→ **EXTRACTED ENTRIES**

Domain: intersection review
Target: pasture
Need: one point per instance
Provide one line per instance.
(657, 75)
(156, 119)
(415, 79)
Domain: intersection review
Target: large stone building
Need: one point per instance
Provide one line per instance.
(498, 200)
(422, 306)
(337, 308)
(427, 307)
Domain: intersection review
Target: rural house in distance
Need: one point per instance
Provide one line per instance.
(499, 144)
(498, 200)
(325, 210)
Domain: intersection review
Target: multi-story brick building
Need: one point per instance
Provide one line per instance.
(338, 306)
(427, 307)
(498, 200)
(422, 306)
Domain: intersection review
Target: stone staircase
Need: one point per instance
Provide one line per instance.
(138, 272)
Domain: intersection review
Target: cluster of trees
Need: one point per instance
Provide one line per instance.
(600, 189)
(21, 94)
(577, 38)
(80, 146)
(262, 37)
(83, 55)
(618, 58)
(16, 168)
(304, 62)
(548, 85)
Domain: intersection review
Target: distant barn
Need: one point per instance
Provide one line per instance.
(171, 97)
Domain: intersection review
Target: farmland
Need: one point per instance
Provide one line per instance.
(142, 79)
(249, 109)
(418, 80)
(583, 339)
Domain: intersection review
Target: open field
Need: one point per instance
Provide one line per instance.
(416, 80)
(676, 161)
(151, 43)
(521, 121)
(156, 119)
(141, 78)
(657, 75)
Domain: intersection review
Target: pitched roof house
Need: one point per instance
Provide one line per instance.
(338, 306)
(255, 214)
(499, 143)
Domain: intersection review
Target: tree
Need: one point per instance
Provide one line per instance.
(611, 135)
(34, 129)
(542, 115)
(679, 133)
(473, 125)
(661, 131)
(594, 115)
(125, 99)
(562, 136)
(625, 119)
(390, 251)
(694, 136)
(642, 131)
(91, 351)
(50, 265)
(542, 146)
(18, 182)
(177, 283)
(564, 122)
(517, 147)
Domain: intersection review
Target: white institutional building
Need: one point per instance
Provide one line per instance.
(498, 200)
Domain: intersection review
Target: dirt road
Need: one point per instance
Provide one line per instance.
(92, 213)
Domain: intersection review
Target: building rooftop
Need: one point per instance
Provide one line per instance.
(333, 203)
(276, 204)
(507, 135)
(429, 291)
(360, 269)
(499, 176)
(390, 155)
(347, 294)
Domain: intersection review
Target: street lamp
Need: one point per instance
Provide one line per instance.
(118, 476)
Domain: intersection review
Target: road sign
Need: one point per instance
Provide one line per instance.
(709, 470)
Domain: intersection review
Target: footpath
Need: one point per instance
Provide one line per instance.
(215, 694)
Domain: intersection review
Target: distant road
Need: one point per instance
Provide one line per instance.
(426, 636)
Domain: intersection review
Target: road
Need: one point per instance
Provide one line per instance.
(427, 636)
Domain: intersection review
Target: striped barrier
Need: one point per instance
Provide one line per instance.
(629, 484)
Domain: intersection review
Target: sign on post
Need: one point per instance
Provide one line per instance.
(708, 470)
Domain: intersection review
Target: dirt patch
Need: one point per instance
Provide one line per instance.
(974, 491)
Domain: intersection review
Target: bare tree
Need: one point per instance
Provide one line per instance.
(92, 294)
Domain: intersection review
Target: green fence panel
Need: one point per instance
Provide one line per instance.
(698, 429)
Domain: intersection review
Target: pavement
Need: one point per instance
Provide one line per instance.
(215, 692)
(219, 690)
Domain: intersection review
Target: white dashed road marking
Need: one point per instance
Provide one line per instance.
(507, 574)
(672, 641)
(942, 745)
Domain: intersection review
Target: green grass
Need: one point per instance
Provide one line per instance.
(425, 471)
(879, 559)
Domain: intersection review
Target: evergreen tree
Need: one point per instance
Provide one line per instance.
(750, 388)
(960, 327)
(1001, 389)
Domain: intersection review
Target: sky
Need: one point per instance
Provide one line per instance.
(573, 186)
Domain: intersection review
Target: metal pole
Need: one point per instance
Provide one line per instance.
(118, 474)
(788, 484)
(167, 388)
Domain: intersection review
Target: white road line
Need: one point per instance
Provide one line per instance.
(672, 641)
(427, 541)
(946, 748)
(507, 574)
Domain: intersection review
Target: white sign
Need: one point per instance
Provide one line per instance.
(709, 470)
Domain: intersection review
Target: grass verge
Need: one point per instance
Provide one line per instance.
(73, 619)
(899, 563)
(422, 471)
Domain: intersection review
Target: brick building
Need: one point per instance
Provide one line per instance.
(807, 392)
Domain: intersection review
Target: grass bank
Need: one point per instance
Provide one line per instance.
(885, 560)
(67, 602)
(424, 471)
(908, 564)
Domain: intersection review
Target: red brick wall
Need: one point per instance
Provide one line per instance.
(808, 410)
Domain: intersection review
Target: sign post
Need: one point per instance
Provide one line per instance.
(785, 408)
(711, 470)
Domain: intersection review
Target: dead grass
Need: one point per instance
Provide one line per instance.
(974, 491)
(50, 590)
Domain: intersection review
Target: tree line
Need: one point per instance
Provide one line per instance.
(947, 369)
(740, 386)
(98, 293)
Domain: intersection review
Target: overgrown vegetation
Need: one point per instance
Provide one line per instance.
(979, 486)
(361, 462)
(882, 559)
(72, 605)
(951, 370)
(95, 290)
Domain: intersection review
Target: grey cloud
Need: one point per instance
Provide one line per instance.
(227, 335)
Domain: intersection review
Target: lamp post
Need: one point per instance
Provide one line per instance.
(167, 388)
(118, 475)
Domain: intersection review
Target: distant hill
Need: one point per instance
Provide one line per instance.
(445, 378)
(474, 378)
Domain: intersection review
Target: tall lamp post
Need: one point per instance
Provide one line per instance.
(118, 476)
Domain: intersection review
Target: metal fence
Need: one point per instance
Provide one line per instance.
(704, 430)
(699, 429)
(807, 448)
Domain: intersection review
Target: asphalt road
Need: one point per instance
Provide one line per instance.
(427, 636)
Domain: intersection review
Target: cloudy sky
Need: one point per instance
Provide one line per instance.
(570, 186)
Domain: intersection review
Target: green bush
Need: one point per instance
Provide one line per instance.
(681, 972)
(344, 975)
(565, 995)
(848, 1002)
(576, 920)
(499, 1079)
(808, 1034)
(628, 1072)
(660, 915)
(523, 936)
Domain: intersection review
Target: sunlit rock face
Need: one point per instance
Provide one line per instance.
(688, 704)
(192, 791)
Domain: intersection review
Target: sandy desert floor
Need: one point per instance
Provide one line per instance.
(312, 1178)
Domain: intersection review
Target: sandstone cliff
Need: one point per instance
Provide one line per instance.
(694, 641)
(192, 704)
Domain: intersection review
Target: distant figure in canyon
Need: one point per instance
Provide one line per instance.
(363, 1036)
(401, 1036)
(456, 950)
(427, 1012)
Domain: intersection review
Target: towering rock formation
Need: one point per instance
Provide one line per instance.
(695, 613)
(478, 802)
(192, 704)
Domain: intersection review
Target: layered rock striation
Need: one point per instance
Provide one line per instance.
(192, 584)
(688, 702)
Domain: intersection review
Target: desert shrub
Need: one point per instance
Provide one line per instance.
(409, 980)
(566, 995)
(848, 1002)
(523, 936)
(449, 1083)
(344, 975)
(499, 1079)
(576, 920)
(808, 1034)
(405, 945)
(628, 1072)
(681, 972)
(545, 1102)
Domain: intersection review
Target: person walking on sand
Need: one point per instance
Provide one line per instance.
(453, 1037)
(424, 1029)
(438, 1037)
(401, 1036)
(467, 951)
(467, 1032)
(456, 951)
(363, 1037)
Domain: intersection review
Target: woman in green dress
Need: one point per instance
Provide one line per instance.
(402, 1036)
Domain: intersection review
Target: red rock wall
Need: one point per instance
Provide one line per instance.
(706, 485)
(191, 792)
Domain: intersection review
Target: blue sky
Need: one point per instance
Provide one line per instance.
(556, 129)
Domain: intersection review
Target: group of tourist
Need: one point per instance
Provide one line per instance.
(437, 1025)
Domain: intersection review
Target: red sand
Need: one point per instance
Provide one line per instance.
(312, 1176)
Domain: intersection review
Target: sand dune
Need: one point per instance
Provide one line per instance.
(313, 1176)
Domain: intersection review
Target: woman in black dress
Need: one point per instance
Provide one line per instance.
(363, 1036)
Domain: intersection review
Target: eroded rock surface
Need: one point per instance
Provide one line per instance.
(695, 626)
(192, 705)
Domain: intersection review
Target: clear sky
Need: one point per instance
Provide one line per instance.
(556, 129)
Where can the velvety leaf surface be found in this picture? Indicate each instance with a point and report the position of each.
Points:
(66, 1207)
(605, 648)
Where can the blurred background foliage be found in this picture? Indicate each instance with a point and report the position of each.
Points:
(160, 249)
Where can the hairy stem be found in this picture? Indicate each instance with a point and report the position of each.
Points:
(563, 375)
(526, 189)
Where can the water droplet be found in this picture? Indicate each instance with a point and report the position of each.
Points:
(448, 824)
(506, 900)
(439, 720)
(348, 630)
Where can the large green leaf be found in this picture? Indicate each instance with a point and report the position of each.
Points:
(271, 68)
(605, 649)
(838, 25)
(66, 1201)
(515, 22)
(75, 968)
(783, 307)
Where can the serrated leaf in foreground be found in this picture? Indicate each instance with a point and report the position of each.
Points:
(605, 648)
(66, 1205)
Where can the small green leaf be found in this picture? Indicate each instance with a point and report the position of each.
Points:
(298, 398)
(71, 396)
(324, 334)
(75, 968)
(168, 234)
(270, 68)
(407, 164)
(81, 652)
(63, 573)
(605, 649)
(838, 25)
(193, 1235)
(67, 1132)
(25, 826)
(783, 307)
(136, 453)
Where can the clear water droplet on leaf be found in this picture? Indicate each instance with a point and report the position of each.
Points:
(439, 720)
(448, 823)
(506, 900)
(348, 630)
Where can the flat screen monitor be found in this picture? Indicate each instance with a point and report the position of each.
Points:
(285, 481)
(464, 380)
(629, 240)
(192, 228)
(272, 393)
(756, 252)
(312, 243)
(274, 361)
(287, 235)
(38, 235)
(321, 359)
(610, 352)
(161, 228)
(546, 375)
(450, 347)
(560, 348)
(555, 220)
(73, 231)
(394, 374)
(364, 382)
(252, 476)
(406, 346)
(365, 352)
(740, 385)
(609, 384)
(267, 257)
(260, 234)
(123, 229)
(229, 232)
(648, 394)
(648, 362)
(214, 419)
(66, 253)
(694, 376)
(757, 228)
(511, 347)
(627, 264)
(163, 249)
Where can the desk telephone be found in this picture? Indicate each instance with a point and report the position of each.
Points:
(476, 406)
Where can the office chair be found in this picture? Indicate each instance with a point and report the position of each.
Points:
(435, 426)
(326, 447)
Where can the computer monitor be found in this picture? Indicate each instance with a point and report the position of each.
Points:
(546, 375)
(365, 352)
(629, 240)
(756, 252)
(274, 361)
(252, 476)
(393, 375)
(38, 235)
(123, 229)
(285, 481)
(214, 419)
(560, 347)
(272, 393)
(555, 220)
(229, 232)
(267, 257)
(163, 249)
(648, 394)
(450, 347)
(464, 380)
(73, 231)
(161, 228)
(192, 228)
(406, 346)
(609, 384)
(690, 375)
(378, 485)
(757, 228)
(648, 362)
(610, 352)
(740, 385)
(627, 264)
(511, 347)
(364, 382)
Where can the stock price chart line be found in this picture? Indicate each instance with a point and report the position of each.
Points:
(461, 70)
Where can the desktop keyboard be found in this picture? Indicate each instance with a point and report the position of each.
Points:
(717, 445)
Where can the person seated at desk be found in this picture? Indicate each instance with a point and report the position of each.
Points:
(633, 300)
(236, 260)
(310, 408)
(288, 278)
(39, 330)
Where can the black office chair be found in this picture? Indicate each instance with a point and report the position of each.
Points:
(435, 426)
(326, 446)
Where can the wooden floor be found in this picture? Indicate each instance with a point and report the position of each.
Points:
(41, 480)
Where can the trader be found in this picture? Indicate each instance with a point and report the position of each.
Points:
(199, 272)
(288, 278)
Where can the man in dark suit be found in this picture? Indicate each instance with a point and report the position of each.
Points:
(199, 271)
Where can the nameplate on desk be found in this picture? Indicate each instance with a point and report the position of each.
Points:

→ **PROBLEM DETAILS**
Going through the listing above, copy out every line that has the string "water".

→ **RESPONSE**
Where can the water droplet be found in this picture? Indicate each instance with a point and report the position of each.
Where can the clear water droplet on leaf be found in this picture? Indicate each instance with a point and report the position of each.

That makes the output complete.